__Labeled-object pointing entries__
========================

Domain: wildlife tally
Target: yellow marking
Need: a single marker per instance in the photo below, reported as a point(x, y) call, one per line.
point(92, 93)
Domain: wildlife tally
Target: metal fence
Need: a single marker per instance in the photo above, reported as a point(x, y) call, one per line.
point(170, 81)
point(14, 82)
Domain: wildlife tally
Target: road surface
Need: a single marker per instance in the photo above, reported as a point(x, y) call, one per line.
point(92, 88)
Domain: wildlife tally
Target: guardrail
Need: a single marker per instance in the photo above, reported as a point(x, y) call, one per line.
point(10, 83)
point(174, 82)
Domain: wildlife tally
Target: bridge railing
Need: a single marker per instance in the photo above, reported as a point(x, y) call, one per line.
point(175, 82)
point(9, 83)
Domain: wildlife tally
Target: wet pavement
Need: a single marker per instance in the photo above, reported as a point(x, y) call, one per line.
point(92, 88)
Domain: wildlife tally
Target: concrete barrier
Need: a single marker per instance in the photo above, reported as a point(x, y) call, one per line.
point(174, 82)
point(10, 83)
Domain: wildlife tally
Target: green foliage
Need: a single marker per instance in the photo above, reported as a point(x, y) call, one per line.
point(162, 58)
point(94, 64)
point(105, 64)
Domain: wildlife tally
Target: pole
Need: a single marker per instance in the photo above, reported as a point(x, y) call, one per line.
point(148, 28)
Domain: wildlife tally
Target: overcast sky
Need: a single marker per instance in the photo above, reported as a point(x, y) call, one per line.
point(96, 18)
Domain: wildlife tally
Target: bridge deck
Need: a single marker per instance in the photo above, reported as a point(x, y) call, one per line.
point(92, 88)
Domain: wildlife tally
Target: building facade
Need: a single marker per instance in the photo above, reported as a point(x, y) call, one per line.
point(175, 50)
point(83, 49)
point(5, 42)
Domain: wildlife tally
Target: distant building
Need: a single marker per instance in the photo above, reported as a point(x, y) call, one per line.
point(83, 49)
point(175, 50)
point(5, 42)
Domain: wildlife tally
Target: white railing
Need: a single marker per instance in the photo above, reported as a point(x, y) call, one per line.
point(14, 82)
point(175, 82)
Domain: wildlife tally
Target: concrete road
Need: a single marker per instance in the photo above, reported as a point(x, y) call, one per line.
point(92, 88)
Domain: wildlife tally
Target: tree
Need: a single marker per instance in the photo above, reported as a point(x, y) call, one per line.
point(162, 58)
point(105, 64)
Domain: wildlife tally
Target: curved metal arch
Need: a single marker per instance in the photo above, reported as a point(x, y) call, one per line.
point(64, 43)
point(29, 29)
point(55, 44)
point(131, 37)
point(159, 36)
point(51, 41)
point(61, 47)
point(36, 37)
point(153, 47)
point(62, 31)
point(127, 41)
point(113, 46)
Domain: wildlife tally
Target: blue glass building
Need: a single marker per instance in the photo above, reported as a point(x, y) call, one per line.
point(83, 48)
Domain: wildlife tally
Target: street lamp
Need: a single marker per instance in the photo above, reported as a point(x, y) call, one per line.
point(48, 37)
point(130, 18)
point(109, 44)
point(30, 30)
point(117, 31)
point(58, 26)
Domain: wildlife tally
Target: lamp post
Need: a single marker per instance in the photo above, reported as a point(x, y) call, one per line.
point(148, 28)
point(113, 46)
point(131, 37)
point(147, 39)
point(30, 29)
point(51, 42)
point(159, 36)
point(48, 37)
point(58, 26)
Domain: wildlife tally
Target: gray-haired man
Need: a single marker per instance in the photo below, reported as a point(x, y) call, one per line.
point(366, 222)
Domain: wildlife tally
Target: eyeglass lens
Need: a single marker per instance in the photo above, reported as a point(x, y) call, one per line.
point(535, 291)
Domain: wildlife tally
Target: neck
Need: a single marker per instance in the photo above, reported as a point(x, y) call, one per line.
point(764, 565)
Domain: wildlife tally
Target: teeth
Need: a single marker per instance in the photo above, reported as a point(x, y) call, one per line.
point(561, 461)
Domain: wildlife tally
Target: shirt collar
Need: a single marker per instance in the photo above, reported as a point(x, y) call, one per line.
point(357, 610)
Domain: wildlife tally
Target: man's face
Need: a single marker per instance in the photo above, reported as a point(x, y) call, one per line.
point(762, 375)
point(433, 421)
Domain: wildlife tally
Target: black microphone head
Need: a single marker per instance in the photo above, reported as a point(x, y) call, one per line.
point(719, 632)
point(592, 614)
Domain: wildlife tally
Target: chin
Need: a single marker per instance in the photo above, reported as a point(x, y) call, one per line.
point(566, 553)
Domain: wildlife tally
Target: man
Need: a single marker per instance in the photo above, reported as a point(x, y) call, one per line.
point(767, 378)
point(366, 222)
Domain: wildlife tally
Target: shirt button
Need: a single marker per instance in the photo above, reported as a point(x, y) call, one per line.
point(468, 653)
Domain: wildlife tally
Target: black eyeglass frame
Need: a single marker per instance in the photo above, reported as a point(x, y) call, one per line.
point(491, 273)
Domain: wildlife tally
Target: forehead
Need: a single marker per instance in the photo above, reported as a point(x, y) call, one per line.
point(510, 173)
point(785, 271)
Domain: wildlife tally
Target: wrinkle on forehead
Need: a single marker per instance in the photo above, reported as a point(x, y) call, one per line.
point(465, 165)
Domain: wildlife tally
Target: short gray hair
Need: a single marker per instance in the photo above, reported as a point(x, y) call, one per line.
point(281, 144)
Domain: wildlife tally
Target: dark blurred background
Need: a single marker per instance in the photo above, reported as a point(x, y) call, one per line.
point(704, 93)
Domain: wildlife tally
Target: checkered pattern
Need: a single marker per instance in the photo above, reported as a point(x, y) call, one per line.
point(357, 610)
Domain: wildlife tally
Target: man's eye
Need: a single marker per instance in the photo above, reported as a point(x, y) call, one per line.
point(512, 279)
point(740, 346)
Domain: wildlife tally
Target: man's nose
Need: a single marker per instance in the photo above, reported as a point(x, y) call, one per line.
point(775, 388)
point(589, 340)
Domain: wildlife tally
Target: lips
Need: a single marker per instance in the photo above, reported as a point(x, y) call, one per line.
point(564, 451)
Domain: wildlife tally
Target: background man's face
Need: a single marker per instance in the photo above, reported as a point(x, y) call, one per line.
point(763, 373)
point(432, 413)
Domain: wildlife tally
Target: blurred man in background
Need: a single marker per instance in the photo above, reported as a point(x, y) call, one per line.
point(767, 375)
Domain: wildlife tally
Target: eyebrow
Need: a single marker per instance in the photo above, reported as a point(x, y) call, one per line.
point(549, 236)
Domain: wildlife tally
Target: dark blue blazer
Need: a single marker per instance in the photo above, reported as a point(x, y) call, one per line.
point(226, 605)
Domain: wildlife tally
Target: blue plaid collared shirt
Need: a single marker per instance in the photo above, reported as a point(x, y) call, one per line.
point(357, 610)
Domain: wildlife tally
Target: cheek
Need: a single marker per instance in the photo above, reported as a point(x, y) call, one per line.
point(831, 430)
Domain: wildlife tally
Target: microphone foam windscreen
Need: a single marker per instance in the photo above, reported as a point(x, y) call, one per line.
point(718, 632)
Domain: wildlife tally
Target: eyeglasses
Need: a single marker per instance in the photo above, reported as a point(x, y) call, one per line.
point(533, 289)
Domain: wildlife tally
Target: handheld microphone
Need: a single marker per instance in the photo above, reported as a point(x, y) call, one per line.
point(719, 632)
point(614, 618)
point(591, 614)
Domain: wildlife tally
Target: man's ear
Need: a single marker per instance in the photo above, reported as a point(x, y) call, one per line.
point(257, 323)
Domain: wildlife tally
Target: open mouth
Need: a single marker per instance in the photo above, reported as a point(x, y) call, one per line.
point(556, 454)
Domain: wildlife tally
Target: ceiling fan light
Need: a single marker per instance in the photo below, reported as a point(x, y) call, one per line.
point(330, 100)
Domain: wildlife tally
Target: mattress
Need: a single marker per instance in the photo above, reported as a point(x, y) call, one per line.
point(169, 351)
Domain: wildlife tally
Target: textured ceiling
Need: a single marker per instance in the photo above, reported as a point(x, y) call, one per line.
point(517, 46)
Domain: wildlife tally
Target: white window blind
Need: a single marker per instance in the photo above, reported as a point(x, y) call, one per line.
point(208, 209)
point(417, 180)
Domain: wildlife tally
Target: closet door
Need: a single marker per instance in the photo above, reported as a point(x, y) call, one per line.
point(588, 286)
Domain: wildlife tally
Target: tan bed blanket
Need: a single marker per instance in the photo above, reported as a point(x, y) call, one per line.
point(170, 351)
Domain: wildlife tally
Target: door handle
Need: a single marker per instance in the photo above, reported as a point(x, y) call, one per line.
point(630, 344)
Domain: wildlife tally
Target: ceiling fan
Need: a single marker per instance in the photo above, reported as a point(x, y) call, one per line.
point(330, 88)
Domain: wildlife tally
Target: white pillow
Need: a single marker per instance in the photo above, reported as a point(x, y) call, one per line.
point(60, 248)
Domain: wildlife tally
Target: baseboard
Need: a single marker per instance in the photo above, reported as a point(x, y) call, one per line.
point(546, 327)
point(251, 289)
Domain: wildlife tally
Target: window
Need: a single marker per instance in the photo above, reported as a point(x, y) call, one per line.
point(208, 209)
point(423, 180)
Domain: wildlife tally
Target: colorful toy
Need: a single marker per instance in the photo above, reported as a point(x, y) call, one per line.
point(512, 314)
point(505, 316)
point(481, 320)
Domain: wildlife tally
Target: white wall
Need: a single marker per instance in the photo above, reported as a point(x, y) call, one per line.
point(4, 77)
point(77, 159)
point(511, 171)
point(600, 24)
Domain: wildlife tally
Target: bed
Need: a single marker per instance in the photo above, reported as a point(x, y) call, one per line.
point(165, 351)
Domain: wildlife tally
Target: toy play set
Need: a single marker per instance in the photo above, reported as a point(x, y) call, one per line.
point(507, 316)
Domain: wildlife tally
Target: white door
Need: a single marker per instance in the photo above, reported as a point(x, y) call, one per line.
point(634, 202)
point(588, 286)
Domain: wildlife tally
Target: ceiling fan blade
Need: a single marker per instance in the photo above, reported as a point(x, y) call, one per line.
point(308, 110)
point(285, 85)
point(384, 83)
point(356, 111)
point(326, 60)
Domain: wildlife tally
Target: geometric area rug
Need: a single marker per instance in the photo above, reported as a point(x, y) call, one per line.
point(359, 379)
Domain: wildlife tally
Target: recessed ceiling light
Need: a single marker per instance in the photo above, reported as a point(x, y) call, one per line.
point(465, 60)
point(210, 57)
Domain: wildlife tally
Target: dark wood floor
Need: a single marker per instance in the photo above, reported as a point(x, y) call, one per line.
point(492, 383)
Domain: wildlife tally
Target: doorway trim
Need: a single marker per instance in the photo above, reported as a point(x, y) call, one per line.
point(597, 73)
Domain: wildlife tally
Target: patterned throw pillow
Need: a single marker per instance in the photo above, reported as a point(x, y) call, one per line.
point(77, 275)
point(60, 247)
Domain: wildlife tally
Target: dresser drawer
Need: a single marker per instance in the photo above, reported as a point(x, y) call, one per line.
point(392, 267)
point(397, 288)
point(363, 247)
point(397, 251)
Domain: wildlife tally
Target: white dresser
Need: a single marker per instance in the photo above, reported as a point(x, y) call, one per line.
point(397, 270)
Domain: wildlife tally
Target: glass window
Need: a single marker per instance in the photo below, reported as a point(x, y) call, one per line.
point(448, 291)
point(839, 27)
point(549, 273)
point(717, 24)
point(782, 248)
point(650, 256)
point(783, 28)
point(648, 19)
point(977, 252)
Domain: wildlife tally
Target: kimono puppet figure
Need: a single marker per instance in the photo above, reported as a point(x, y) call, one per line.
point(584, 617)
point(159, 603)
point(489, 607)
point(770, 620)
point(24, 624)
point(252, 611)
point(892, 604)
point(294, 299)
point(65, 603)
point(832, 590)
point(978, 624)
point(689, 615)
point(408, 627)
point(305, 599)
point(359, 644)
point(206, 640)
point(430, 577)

========================

__REQUIREMENTS__
Copy the entries word for word, from the start through the first line that contains "point(9, 83)", including that line.

__PROBLEM SOLUTION__
Domain: wildlife tally
Target: yellow marking
Need: a single marker per instance in the photo below, reported as a point(x, y) call, one per line.
point(92, 93)
Domain: wildlife tally
Target: metal fence
Need: a single marker per instance in the photo above, reported as a point(x, y) call, one per line.
point(170, 81)
point(14, 82)
Domain: wildlife tally
Target: road surface
Need: a single marker per instance in the photo above, reported as a point(x, y) call, one per line.
point(92, 88)
Domain: wildlife tally
Target: guardrail
Need: a single marker per instance in the photo above, reported as a point(x, y) call, one per line.
point(10, 83)
point(174, 82)
Domain: wildlife tally
Target: bridge railing
Need: a single marker per instance in the photo above, reported as a point(x, y) call, one per line.
point(175, 82)
point(9, 83)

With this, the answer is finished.